--- DATA FOR ANALYSIS ---
· · · · · · ·

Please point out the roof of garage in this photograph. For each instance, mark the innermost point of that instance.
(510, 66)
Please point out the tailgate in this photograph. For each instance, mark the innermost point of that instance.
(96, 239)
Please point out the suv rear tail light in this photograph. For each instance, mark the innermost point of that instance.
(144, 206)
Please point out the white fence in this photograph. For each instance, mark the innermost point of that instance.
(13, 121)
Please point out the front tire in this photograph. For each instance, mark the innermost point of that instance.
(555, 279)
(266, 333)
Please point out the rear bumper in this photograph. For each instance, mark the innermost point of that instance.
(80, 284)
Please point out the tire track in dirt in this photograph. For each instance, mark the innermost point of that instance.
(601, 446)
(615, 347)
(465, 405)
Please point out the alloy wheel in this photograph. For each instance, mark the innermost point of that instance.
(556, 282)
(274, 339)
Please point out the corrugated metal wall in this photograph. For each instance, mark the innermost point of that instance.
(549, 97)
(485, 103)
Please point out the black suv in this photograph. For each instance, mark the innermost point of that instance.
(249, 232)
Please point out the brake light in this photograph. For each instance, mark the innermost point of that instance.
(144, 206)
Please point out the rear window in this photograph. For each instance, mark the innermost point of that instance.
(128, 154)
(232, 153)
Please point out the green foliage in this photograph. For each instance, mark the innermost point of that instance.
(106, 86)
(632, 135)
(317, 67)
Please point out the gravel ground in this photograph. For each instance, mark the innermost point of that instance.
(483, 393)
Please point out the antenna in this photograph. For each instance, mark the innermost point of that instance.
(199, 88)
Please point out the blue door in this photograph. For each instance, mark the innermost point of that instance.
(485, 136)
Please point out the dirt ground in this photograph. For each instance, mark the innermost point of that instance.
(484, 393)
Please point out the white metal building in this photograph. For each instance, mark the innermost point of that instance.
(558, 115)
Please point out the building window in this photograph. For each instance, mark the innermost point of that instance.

· · · · · · ·

--- ACTIVITY ---
Transcribe the whole listing with nothing added or left out.

--- TASK SOLUTION ---
Please point out the roof of garage in this photograph. For each instance, mark the innermost point of that instance.
(510, 66)
Please point out the tailgate in this photograph. For each instance, mark the innermost point of that instance.
(96, 239)
Please point out the suv rear tail light in this photograph. For each instance, mark the innermost point of that instance.
(144, 206)
Please point out the white fence in this photograph. For each instance, mark the innermost point of that instance.
(13, 121)
Please point out the front tire in this photograph. For each instance, mark the innermost point of that instance.
(555, 279)
(266, 333)
Please point out the rear bumper in this photograph. For each instance, mark the innermost point of that instance.
(80, 284)
Please point out the tire track in dirt in this photograph. For each instance, mark the innermost point of that instance.
(601, 446)
(615, 347)
(465, 405)
Please point out the alloy wheel in this photograph. For each instance, mark the innermost point of that instance.
(556, 282)
(274, 339)
Please point out the corrugated metal wall in this photograph. For each instance, mark the innermost point of that instance.
(549, 97)
(485, 103)
Please point out the black suv in this photograph. For each instance, mark the innermost point of that instance.
(249, 232)
Please point out the brake light in this photograph. For each instance, mark the innermost point of that instance.
(144, 206)
Please point out the rear window in this photograph. For each instance, mark the innermost point of that instance.
(128, 154)
(232, 153)
Please point out the green foliage in this photograph. For each instance, mark the innermost point of that instance.
(106, 86)
(632, 135)
(317, 67)
Please point out the gravel ground in this photograph. For each instance, mark the innermost point of that instance.
(483, 393)
Please point out the antenna in this photograph. For each instance, mark the innermost point of that instance.
(199, 88)
Please point out the blue door in this photograph. For each instance, mark the innermost point of that instance.
(485, 136)
Please point out the dirt ground in this photograph. For each instance, mark the innermost point of that instance.
(484, 393)
Please point out the white metal building in this photograph. For each instance, mark the innermost point of that instance.
(558, 115)
Please point out the building window in this photograph. For each instance, mark the innermost point of that instance.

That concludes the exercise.